__RECORD LIST__:
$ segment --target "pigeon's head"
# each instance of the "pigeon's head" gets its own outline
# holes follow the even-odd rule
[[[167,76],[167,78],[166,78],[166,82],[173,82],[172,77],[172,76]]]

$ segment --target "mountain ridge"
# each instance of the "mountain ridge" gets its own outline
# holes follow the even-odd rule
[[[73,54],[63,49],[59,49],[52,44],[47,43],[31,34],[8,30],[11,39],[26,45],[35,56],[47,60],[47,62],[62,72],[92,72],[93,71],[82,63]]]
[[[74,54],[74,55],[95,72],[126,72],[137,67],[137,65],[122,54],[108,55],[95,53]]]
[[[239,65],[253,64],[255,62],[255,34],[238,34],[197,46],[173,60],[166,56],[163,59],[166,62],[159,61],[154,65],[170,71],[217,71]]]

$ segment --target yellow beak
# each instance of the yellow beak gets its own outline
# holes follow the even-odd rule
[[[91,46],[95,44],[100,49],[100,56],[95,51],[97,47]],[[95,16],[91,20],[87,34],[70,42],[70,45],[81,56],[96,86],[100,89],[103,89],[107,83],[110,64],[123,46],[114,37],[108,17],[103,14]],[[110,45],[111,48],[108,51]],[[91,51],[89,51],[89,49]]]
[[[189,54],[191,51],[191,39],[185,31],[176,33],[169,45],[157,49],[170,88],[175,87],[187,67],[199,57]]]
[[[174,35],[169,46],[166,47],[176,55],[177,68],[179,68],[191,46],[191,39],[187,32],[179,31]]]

__EXERCISE PROMPT__: Please rewrite the entries above as a two-column CSV with the header input,output, one row per entry. Put the entry's text under input and its result under output, each in a single double-quoted field with line breaks replaced by spaces.

__OUTPUT FOR THIS EXERCISE__:
input,output
"$ segment --target ""pigeon's head"" # each instance of the ""pigeon's head"" gets its own outline # holes follow the even-odd rule","[[[167,76],[167,78],[166,78],[166,82],[173,82],[172,77],[172,76]]]"
"$ segment --target ""mountain ridge"" # each instance of the ""mountain ridge"" gets its own outline # holes follow the even-odd rule","[[[73,54],[63,49],[59,49],[52,44],[47,43],[31,34],[8,30],[11,39],[26,45],[35,56],[47,60],[47,62],[62,72],[92,72],[93,71],[82,63]]] [[[74,54],[74,55],[95,72],[126,72],[137,67],[137,65],[122,54],[108,55],[95,53]]] [[[239,65],[253,64],[255,62],[255,34],[238,34],[197,46],[173,60],[166,56],[163,59],[166,62],[159,61],[154,65],[170,71],[217,71]]]"
"$ segment --target yellow beak # each instance of the yellow beak gets its own outline # holes follow the even-odd rule","[[[91,46],[95,44],[100,49],[100,56],[95,51],[97,47]],[[95,16],[91,20],[87,34],[70,42],[70,45],[81,56],[96,86],[100,89],[103,89],[107,83],[110,64],[123,46],[114,37],[108,17],[103,14]],[[110,45],[111,48],[108,51]],[[91,51],[89,51],[89,49]]] [[[189,54],[191,51],[191,39],[185,31],[176,33],[169,45],[157,49],[170,88],[175,87],[187,67],[199,57]]] [[[174,35],[169,46],[166,47],[176,55],[177,68],[179,68],[191,46],[191,39],[187,32],[179,31]]]"